Imprime sin cambios el fragmento del texto sobre el Día del Libro que empieza con "Al celebrar otro" y sigue hasta "día del año?".

TEXTO PROPORCIONADO:

--------------------------------------------------

Al celebrar otro veintitrés de abril, Día del Libro y la Lectura, resulta interesante indagar en el espacio entre los libros y nosotros.
La pregunta que resuena inmediatamente, en medio de actividades conmemorativas, a veces banales o de fugaz entusiasmo es: ¿Celebramos el libro como un mero objeto? ¿Como un fetiche cultural que es apropiado homenajear al menos un día del año?
Ante las infinitas e infatigables publicaciones físicas, digitales, archivos pdf, resúmenes hechos por la IA, me gustaría pensar en los libros, más bien, como materia viva, como un campo de fuerzas, o morada frágil de un territorio fronterizo en el que podríamos encontrarnos.
Lo que se despliega desde dentro de cada volumen que nos resulta valioso nos hace cruzar esa zona límite. La escritura es una respiración, un cuerpo que palpita. La página, un espacio abierto. En el mejor de los casos, un organismo viviente. Las palabras de los libros nos tocan, sus imágenes nos miran.
Y es el lector quién hace aparecer al libro, el que le constituye desde la alteridad, ese hipócrita lector- mi semejante, mi hermano, de Baudelaire, ese ser fantasmal a quién las páginas buscan o intuyen desde el deseo.

--------------------------------------------------

REGISTROS PROPORCIONADOS:
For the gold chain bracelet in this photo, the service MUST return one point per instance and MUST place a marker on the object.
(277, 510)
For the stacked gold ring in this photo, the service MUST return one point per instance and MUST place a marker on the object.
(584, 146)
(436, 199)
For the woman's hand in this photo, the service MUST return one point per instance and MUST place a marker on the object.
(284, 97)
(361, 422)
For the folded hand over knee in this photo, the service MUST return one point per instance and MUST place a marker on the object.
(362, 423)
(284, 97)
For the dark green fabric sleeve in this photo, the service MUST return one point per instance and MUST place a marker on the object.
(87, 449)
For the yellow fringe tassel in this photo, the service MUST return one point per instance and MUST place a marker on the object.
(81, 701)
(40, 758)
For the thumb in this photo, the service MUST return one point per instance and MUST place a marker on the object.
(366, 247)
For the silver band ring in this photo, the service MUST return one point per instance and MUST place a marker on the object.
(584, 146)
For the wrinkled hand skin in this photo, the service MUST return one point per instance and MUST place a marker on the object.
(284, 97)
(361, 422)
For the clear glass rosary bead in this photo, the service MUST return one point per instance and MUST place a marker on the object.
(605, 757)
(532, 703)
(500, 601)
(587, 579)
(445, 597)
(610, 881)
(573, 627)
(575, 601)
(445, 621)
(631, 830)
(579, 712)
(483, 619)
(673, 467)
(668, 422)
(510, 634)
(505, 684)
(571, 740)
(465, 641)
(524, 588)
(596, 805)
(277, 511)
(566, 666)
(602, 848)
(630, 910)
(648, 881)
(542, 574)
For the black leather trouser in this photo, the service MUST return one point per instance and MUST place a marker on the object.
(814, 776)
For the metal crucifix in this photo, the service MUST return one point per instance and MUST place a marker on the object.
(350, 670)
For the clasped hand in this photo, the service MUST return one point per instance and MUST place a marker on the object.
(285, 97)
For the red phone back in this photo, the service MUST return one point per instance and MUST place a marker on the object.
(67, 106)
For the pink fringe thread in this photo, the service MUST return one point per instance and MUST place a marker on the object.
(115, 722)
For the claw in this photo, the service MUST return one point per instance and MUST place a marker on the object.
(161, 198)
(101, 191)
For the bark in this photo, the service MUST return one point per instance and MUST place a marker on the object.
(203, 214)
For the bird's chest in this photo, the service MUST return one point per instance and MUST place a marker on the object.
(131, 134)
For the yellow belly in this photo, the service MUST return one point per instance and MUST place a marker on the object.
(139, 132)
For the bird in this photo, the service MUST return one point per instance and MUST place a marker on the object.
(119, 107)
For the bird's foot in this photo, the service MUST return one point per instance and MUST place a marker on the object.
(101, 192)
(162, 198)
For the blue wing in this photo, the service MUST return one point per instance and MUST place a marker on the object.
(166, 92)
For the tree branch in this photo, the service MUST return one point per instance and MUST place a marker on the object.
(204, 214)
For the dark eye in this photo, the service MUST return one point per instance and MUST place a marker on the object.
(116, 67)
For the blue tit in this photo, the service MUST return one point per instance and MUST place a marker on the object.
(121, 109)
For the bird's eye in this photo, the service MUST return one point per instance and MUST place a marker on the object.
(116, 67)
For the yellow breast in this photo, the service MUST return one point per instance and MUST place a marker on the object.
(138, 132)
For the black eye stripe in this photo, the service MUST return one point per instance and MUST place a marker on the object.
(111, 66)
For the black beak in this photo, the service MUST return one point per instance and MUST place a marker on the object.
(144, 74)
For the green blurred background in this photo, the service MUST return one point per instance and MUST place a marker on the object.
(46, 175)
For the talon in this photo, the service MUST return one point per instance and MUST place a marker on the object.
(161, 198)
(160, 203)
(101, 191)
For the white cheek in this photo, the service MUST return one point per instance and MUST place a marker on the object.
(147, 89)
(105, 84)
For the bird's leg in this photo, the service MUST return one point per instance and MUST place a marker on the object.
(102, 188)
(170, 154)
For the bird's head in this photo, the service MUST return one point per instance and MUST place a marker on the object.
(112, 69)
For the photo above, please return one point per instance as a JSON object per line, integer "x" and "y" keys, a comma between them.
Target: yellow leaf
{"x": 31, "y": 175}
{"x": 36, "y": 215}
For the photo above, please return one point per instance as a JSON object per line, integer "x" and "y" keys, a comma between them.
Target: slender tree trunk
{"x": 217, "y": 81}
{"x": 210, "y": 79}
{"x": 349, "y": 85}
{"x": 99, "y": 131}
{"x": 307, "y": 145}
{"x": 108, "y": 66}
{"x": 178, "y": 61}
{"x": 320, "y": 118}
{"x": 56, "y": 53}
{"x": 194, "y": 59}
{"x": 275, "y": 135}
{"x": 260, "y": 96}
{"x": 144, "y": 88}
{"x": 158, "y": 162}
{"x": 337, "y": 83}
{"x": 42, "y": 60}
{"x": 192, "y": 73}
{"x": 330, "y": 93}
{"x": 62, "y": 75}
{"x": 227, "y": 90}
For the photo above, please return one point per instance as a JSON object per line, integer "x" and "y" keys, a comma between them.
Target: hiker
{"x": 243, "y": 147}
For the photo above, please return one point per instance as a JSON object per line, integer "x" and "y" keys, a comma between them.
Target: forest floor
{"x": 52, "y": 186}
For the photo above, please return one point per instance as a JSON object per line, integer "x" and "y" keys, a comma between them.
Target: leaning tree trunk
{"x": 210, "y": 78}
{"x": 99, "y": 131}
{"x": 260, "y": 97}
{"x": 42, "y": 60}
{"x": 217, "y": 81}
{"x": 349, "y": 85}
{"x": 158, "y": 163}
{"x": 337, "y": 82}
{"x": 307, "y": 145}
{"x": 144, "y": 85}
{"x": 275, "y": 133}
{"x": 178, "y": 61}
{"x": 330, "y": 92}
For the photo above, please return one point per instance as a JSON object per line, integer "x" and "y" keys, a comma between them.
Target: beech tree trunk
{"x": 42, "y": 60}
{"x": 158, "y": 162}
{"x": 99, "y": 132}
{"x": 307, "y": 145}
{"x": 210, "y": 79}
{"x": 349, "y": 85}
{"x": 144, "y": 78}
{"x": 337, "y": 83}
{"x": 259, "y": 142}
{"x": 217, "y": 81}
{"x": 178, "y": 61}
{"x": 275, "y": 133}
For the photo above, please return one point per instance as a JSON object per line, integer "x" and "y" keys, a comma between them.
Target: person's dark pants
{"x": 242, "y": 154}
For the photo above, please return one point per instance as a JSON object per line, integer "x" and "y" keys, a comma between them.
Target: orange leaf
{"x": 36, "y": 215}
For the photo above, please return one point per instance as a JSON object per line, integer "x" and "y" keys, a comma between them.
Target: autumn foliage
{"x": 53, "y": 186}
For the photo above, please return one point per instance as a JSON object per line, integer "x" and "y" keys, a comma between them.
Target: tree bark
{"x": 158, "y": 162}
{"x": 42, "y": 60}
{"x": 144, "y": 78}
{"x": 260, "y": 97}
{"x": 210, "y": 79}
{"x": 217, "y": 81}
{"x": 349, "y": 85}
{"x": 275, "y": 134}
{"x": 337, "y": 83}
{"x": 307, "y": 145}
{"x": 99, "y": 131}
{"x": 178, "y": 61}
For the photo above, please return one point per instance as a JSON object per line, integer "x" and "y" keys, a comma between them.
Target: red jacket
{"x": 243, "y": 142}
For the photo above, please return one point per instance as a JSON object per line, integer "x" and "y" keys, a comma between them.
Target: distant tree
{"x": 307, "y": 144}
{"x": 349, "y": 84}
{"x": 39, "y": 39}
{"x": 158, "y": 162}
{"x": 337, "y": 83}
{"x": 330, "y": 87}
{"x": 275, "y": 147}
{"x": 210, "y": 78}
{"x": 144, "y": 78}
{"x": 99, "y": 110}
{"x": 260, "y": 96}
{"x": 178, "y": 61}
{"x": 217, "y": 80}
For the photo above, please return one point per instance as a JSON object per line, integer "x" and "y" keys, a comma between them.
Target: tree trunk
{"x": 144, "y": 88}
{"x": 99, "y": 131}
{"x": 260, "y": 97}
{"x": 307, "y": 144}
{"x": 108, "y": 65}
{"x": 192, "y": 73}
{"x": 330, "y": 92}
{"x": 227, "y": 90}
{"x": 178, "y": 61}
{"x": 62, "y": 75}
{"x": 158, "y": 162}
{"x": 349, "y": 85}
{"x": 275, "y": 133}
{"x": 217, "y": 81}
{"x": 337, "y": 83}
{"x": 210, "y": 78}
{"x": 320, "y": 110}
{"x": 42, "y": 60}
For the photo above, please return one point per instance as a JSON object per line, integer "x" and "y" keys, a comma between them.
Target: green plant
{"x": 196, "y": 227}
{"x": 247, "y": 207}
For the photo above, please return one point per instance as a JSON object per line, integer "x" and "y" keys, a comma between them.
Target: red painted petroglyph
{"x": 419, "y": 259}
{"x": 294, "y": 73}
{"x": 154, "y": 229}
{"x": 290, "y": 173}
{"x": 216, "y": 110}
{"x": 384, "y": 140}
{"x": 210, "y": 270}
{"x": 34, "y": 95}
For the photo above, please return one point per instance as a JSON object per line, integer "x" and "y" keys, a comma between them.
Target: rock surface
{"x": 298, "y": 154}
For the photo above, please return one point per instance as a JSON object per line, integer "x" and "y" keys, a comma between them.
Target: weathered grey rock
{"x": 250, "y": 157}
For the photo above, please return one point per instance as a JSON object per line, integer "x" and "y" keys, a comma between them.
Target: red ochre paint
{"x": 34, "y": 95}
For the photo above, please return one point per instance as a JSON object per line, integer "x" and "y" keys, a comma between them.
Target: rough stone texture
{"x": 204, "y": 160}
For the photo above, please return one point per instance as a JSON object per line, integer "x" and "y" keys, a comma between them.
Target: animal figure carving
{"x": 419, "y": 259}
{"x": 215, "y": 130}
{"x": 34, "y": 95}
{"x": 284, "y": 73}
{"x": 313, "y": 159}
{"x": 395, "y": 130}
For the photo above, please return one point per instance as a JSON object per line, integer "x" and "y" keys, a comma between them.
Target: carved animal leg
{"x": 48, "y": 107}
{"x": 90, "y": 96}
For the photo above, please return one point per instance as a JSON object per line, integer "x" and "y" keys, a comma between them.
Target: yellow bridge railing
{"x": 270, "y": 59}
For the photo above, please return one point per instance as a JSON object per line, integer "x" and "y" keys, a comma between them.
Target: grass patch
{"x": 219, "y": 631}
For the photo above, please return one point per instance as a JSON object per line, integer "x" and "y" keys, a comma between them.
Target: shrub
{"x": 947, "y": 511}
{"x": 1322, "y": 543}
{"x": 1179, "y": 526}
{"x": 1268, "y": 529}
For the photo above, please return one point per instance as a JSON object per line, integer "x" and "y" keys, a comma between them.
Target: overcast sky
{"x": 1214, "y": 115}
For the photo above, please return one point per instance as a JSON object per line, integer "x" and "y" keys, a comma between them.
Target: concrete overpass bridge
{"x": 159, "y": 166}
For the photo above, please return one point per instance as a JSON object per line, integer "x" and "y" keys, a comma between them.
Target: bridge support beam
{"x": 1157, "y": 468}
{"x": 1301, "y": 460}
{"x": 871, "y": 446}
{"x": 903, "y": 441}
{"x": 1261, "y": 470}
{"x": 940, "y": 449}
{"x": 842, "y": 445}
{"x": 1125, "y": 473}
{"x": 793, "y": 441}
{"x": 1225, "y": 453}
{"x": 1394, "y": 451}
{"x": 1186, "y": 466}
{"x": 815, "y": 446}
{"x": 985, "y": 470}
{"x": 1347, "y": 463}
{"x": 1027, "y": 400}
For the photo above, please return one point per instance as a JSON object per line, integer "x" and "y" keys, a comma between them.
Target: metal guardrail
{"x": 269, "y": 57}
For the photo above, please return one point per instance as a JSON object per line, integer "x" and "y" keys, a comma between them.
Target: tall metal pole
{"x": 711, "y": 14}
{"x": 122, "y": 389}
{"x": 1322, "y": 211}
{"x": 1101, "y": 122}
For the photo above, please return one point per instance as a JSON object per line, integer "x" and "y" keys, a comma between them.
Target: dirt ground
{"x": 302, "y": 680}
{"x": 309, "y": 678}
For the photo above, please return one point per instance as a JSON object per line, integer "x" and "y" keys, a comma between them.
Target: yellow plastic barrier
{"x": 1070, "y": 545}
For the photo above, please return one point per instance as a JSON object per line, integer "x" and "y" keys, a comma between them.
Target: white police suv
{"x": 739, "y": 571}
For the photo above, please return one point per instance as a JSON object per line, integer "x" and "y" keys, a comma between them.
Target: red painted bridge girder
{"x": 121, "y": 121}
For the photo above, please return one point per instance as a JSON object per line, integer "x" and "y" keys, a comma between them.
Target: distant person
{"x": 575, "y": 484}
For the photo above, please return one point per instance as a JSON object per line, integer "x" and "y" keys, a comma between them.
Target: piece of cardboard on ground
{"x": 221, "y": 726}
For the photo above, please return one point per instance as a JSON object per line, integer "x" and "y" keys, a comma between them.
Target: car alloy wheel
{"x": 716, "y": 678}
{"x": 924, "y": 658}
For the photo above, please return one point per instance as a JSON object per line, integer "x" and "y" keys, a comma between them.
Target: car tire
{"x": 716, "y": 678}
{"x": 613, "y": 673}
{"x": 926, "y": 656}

--------------------------------------------------

RESULTADO DE LA TAREA:
Al celebrar otro veintitrés de abril, Día del Libro y la Lectura, resulta interesante indagar en el espacio entre los libros y nosotros.
La pregunta que resuena inmediatamente, en medio de actividades conmemorativas, a veces banales o de fugaz entusiasmo es: ¿Celebramos el libro como un mero objeto? ¿Como un fetiche cultural que es apropiado homenajear al menos un día del año?